#### [Aim of the task]
Render the rows starting at the one containing "Expected behaviour: for every instance of the morel cap" and ending at the last row as a two-column CSV with the headers instruction and output. Give one line per row, with each field quoted and its line breaks replaced by spaces, and leave out the pictures.
[START OF Material to process]
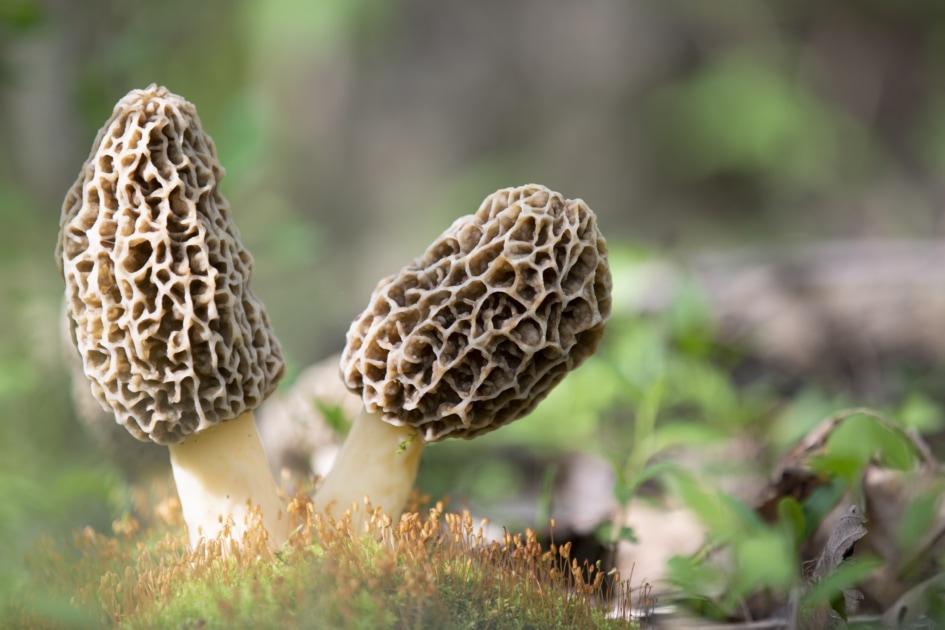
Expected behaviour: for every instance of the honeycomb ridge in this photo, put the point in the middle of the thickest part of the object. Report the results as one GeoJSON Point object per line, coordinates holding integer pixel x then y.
{"type": "Point", "coordinates": [157, 280]}
{"type": "Point", "coordinates": [475, 333]}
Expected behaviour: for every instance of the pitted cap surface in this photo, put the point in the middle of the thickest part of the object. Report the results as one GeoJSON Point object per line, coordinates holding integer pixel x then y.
{"type": "Point", "coordinates": [477, 331]}
{"type": "Point", "coordinates": [157, 280]}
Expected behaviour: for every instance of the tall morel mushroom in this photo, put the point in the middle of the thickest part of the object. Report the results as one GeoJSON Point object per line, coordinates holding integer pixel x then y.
{"type": "Point", "coordinates": [157, 291]}
{"type": "Point", "coordinates": [469, 337]}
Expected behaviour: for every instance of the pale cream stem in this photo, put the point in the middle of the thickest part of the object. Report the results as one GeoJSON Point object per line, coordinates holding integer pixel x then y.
{"type": "Point", "coordinates": [218, 473]}
{"type": "Point", "coordinates": [379, 461]}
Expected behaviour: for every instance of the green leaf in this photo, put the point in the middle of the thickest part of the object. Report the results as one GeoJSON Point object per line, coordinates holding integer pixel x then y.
{"type": "Point", "coordinates": [791, 518]}
{"type": "Point", "coordinates": [334, 416]}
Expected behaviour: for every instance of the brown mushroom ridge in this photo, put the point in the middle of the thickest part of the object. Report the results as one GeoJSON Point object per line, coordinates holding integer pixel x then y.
{"type": "Point", "coordinates": [477, 331]}
{"type": "Point", "coordinates": [157, 278]}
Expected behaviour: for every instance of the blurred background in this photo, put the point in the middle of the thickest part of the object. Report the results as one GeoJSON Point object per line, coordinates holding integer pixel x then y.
{"type": "Point", "coordinates": [354, 131]}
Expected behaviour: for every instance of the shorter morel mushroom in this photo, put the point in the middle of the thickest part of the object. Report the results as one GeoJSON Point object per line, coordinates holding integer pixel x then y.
{"type": "Point", "coordinates": [470, 337]}
{"type": "Point", "coordinates": [157, 291]}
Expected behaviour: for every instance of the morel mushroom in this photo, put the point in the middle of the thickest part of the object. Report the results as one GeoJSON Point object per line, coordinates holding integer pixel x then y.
{"type": "Point", "coordinates": [468, 338]}
{"type": "Point", "coordinates": [157, 291]}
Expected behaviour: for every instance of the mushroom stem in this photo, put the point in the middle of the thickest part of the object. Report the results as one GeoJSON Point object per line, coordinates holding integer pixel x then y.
{"type": "Point", "coordinates": [378, 461]}
{"type": "Point", "coordinates": [220, 473]}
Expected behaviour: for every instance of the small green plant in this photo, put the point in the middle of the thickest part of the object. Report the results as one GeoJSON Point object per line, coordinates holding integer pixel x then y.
{"type": "Point", "coordinates": [425, 571]}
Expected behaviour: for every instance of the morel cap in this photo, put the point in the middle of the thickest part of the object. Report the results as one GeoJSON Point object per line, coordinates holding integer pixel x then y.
{"type": "Point", "coordinates": [474, 333]}
{"type": "Point", "coordinates": [157, 278]}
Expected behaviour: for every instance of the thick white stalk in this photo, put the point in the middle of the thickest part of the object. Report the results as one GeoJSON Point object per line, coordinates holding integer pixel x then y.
{"type": "Point", "coordinates": [218, 473]}
{"type": "Point", "coordinates": [378, 461]}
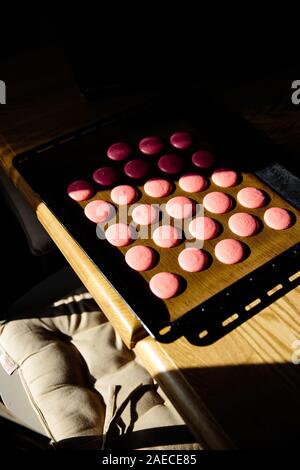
[END OF Material to process]
#### [Full response]
instruction,output
"Expected behaviour: for every instance of the morel cap in this photo, put the point in the middle of the thickest part of the object. Report the results as one GeoJSON Point object per line, coordinates holding integer pixel x then y.","{""type"": ""Point"", ""coordinates"": [474, 333]} {""type"": ""Point"", ""coordinates"": [157, 278]}"
"Expected behaviour: for every instance of the thick white stalk in this photo, put the point in the middle of the thickest part of the object. Report the results as one GeoJSON Point object per line, coordinates holding integer pixel x then y.","{""type"": ""Point"", ""coordinates"": [218, 473]} {""type"": ""Point"", ""coordinates"": [378, 461]}"